# 4 Wheelers



## gtaff (Jan 19, 2005)

I screwed up big time yesterday.  I stopped by a place that sold Polaris 4 wheelers and got to looking at them.  What do you guys think on these machines.  I am used to the Honda and Yamaha 4 wheelers.  So pros and cons who makes the best.  It really looks like Polaris has some good things going.


----------



## Deerhead (Jan 19, 2005)

I am a Suzuki fan!  Mine is a 1986 and runs great!  I want a new one but just can't justify it.  I think all of the name brands are real good and you can't go wrong any one of them!  It just boils down to what you want out of the 4-wheeler.  Work (plow, haul), play....  They are all great machines.


----------



## PHIL M (Jan 19, 2005)

Ive owned honda's, and yamaha's. I like my polaris the best. it seems to be unstopable, and always runs great! and rides like a cadilac. just my .02. (not trying to start a war!)


----------



## Buford_Dawg (Jan 19, 2005)

*Honda is my ONLY choice*

I've owned 3 hondas, never had a problem with any of them and sold the 1st two for almost what I paid for them when I bought them.  They hold their value for sure.  Several of my club members have other brands and from what little I can tell from their experiences, Yamaha seems to be good.  My dad and uncle both have Timberwolfs and like them.  Polaris seems to be the cadillac when it comes to riding, but they tend to have some mainenance issues from time to time.  I have a buddy with one and he had it in shop numerous time with starter and battery issues back during deer season.  I think he must have a lemon though.  I say if you like it, then go with your gut feeling and buy it.


----------



## Dog Hunter (Jan 19, 2005)

I love my Polaris.  Have had no problems with the 4 wheeler or Ranger.


----------



## mepps (Jan 19, 2005)

i've owned 2 polaris atvs, both ran strong and had a superior suspension.  both spent some time in the shop with electrical problems.  i have a honda now, not as plush, but zero problems with reliability and very strong running.


----------



## Hambone (Jan 19, 2005)

From my experiences and those of others I know, Polaris has a great product and one that will last with regular and disciplined maintenance.  That primarily includes oil changes and routine greasing of the joints.  So, if you're a maintenance freak, a Polaris would be a great choice.

If you're not disciplined in terms of maintenance, a Jap ATV might be a better choice.


----------



## Derek (Jan 19, 2005)

I've got the 330 Sportsman  and my dad's got the 700, no problems out of either since we've had them.  I think the 500 would be perfect size if I got another one.  That 700 is too powerful for me.


----------



## Mechanicaldawg (Jan 19, 2005)

I have a Sportsman 500 and have been very pleased with it.


----------



## davidhelmly (Jan 19, 2005)

My wife, daughter, and I ride ATV's a lot, we have 2 700's and a 600 and love them. The bigger machines like these do require some maintenance but I mind.

◆ EXERCISE BRIEF: Copy the 4-wheeler forum thread from "I screwed up" to "all great machines.", substituting "Kawasaki" for "Suzuki". The saved data entries play no part in this.

Saved data entries
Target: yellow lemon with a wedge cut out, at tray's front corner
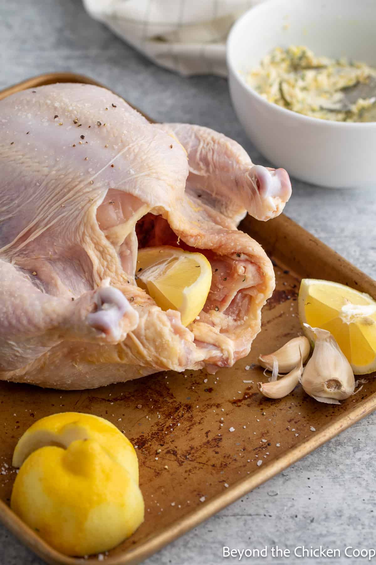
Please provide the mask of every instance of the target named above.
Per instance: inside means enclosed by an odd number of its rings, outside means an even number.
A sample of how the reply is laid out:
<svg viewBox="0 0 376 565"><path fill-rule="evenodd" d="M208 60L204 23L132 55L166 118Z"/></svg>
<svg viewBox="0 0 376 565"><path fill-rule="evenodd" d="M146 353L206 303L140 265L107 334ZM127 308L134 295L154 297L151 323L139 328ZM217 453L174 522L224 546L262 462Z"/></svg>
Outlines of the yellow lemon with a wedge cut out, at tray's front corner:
==
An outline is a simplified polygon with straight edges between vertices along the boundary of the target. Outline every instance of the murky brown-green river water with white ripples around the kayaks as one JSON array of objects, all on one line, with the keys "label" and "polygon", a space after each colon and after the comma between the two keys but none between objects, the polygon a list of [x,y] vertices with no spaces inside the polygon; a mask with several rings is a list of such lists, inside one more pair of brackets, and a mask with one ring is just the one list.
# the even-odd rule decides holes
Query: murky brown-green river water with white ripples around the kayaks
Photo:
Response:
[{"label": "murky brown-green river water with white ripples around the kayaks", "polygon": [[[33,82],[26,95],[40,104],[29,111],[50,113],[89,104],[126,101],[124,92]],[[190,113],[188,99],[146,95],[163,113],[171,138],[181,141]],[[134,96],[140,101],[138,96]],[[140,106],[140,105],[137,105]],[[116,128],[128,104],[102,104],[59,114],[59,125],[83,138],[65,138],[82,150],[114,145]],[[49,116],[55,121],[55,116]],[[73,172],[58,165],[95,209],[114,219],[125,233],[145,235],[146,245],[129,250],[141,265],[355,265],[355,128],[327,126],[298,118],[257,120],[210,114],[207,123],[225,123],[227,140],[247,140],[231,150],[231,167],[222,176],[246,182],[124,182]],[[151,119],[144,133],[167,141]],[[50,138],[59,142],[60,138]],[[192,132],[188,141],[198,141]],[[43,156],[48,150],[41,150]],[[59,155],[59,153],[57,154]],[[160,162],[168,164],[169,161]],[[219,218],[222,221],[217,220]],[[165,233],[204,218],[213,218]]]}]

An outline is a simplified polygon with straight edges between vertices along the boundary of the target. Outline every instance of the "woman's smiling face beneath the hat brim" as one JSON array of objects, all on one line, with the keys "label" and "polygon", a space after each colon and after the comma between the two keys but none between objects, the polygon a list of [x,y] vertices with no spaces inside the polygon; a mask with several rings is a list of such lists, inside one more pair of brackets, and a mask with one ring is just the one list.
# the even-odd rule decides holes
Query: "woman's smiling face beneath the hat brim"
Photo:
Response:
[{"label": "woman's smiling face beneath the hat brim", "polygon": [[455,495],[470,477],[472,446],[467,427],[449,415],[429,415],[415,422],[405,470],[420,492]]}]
...
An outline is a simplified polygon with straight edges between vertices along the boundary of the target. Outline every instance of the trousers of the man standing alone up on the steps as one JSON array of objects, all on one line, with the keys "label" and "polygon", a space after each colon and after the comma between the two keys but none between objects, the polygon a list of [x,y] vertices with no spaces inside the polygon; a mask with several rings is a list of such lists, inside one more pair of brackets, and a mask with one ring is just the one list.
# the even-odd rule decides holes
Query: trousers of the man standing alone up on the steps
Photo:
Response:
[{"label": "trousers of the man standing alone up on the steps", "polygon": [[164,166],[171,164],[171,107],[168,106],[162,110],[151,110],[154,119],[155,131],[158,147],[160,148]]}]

◆ RESPONSE AREA:
I screwed up big time yesterday.  I stopped by a place that sold Polaris 4 wheelers and got to looking at them.  What do you guys think on these machines.  I am used to the Honda and Yamaha 4 wheelers.  So pros and cons who makes the best.  It really looks like Polaris has some good things going.


----------



## Deerhead (Jan 19, 2005)

I am a Kawasaki fan!  Mine is a 1986 and runs great!  I want a new one but just can't justify it.  I think all of the name brands are real good and you can't go wrong any one of them!  It just boils down to what you want out of the 4-wheeler.  Work (plow, haul), play....  They are all great machines.